Doel:
Neem alstublieft uit het fragment van de uitspraak het stuk van "Omdat de rechtbank" tot en met "een wegingsfactor 1)." letterlijk over.

Documentfragment:
%%

Reeds daarom zal de rechtbank het bestreden besluit vernietigen en het beroep gegrond verklaren. De overige beroepsgronden behoeven gelet hierop geen bespreking meer. Aangezien eiseres het kinderdagverblijf in Amstelveen niet meer exploiteert, zal de rechtbank zelf in de zaak voorzien door het primaire besluit te herroepen.
4.2.
Omdat de rechtbank het beroep gegrond verklaart, bepaalt de rechtbank dat verweerder aan eiseres het door haar betaalde griffierecht vergoedt.
4.3.
De rechtbank veroordeelt verweerder in de door eiseres gemaakte proceskosten. Deze kosten stelt de rechtbank op grond van het Besluit proceskosten bestuursrecht voor de door een derde beroepsmatig verleende rechtsbijstand vast op € 1.960,- (1 punt voor het indienen van het bezwaarschrift, 1 punt voor het verschijnen ter hoorzitting, 1 punt voor het indienen van het beroepschrift, 1 punt voor het verschijnen ter zitting, met een waarde per punt van € 490,- en een wegingsfactor 1).

%%

Datasetitems
%%

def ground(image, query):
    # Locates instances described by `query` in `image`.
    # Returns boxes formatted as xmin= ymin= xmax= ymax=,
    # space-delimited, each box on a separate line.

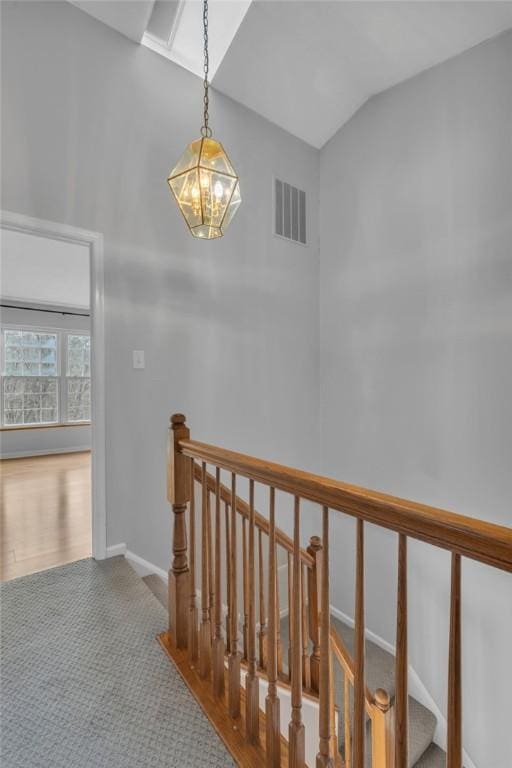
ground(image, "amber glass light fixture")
xmin=167 ymin=0 xmax=242 ymax=240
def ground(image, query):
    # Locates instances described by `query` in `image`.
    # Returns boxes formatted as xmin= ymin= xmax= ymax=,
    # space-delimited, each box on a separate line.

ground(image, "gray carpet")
xmin=0 ymin=558 xmax=234 ymax=768
xmin=281 ymin=616 xmax=446 ymax=768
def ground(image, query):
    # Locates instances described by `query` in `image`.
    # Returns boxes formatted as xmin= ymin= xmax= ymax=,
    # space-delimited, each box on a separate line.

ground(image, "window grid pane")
xmin=66 ymin=334 xmax=91 ymax=376
xmin=4 ymin=330 xmax=58 ymax=376
xmin=3 ymin=376 xmax=58 ymax=426
xmin=67 ymin=377 xmax=91 ymax=421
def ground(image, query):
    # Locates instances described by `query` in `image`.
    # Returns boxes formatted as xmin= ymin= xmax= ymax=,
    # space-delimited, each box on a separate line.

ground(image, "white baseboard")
xmin=330 ymin=605 xmax=476 ymax=768
xmin=0 ymin=445 xmax=91 ymax=460
xmin=125 ymin=549 xmax=168 ymax=583
xmin=105 ymin=543 xmax=126 ymax=557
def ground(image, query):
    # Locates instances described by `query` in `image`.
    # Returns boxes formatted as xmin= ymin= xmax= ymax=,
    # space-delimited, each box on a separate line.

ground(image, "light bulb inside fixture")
xmin=166 ymin=0 xmax=242 ymax=240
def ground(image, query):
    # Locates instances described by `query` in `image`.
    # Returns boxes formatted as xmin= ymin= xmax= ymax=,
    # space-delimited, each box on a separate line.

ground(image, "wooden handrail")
xmin=194 ymin=463 xmax=315 ymax=568
xmin=166 ymin=414 xmax=512 ymax=768
xmin=181 ymin=438 xmax=512 ymax=572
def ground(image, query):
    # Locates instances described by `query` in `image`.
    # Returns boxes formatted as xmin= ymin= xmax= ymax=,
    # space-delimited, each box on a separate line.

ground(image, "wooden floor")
xmin=0 ymin=451 xmax=91 ymax=581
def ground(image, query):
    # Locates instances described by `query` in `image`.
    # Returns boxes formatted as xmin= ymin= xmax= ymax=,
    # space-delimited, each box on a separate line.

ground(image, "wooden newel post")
xmin=167 ymin=413 xmax=191 ymax=648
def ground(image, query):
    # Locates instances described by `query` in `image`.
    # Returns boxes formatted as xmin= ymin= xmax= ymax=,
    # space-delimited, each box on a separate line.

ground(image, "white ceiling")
xmin=214 ymin=0 xmax=512 ymax=147
xmin=141 ymin=0 xmax=251 ymax=81
xmin=68 ymin=0 xmax=512 ymax=147
xmin=68 ymin=0 xmax=154 ymax=43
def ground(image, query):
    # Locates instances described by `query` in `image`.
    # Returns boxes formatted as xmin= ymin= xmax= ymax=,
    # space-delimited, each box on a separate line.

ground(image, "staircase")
xmin=160 ymin=414 xmax=512 ymax=768
xmin=142 ymin=574 xmax=446 ymax=768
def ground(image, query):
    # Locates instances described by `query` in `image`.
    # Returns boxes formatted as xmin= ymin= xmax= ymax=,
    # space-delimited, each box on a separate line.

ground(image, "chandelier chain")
xmin=201 ymin=0 xmax=212 ymax=138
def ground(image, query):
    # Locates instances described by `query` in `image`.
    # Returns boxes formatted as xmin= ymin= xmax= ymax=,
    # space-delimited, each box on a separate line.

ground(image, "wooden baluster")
xmin=206 ymin=491 xmax=215 ymax=648
xmin=188 ymin=459 xmax=199 ymax=667
xmin=328 ymin=653 xmax=342 ymax=768
xmin=446 ymin=552 xmax=462 ymax=768
xmin=301 ymin=563 xmax=311 ymax=690
xmin=353 ymin=519 xmax=366 ymax=768
xmin=245 ymin=480 xmax=260 ymax=744
xmin=276 ymin=542 xmax=283 ymax=678
xmin=199 ymin=461 xmax=212 ymax=677
xmin=265 ymin=488 xmax=281 ymax=768
xmin=224 ymin=501 xmax=231 ymax=653
xmin=213 ymin=467 xmax=224 ymax=698
xmin=396 ymin=533 xmax=409 ymax=768
xmin=258 ymin=528 xmax=267 ymax=669
xmin=308 ymin=536 xmax=322 ymax=691
xmin=288 ymin=496 xmax=305 ymax=768
xmin=343 ymin=670 xmax=352 ymax=768
xmin=167 ymin=413 xmax=190 ymax=648
xmin=242 ymin=517 xmax=249 ymax=661
xmin=288 ymin=552 xmax=293 ymax=682
xmin=371 ymin=688 xmax=395 ymax=768
xmin=228 ymin=472 xmax=240 ymax=718
xmin=315 ymin=507 xmax=338 ymax=768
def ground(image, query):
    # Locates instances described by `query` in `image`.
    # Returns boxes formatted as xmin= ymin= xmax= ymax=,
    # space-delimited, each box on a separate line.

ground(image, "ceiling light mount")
xmin=167 ymin=0 xmax=242 ymax=240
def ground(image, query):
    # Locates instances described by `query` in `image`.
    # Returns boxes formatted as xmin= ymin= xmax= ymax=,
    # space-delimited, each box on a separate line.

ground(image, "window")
xmin=66 ymin=333 xmax=91 ymax=422
xmin=1 ymin=328 xmax=91 ymax=427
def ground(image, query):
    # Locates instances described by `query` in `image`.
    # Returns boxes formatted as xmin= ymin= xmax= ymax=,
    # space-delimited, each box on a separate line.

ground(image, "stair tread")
xmin=281 ymin=616 xmax=437 ymax=768
xmin=142 ymin=574 xmax=440 ymax=768
xmin=414 ymin=743 xmax=446 ymax=768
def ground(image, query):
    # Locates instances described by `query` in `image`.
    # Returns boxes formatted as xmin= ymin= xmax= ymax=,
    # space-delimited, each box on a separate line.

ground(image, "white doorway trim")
xmin=0 ymin=211 xmax=107 ymax=560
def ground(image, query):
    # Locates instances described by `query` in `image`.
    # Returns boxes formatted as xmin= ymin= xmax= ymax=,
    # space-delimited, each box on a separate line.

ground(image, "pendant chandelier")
xmin=167 ymin=0 xmax=242 ymax=240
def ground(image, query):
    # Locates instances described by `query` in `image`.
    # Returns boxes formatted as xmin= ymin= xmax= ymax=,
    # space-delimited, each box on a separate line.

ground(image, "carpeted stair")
xmin=281 ymin=616 xmax=446 ymax=768
xmin=143 ymin=574 xmax=446 ymax=768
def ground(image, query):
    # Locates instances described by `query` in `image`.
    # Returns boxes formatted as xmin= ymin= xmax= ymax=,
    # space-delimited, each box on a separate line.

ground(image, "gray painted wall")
xmin=320 ymin=33 xmax=512 ymax=768
xmin=0 ymin=307 xmax=91 ymax=458
xmin=2 ymin=3 xmax=512 ymax=768
xmin=1 ymin=2 xmax=319 ymax=568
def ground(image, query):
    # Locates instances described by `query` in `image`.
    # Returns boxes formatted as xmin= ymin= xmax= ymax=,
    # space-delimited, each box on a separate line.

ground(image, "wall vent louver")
xmin=274 ymin=179 xmax=307 ymax=245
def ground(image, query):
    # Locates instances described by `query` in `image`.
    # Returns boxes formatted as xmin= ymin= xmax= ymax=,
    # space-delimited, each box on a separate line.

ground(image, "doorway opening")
xmin=0 ymin=211 xmax=106 ymax=580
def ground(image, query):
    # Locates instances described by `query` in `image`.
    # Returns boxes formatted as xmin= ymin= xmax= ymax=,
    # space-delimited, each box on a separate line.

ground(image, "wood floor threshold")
xmin=157 ymin=632 xmax=288 ymax=768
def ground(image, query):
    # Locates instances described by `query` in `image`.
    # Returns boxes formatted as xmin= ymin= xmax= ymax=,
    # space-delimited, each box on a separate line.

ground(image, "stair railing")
xmin=168 ymin=414 xmax=512 ymax=768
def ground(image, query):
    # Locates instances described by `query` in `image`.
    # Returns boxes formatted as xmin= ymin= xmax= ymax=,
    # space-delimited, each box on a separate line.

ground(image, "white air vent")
xmin=274 ymin=179 xmax=307 ymax=245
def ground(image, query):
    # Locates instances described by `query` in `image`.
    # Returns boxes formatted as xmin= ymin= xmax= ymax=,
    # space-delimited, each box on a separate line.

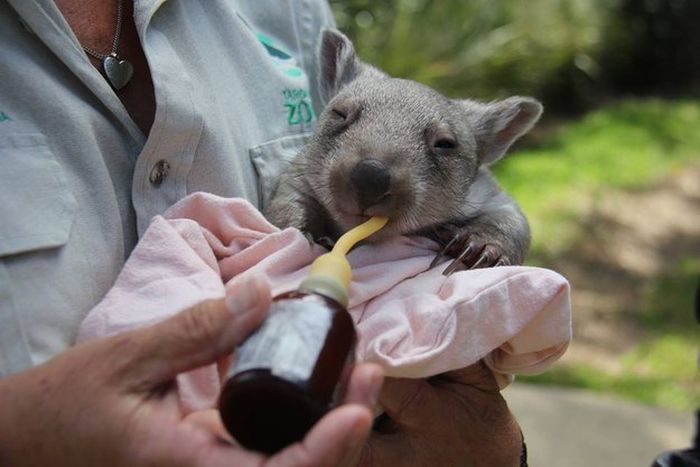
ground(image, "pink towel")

%%

Uitgewerkte opdracht:
Omdat de rechtbank het beroep gegrond verklaart, bepaalt de rechtbank dat verweerder aan eiseres het door haar betaalde griffierecht vergoedt.
4.3.
De rechtbank veroordeelt verweerder in de door eiseres gemaakte proceskosten. Deze kosten stelt de rechtbank op grond van het Besluit proceskosten bestuursrecht voor de door een derde beroepsmatig verleende rechtsbijstand vast op € 1.960,- (1 punt voor het indienen van het bezwaarschrift, 1 punt voor het verschijnen ter hoorzitting, 1 punt voor het indienen van het beroepschrift, 1 punt voor het verschijnen ter zitting, met een waarde per punt van € 490,- en een wegingsfactor 1).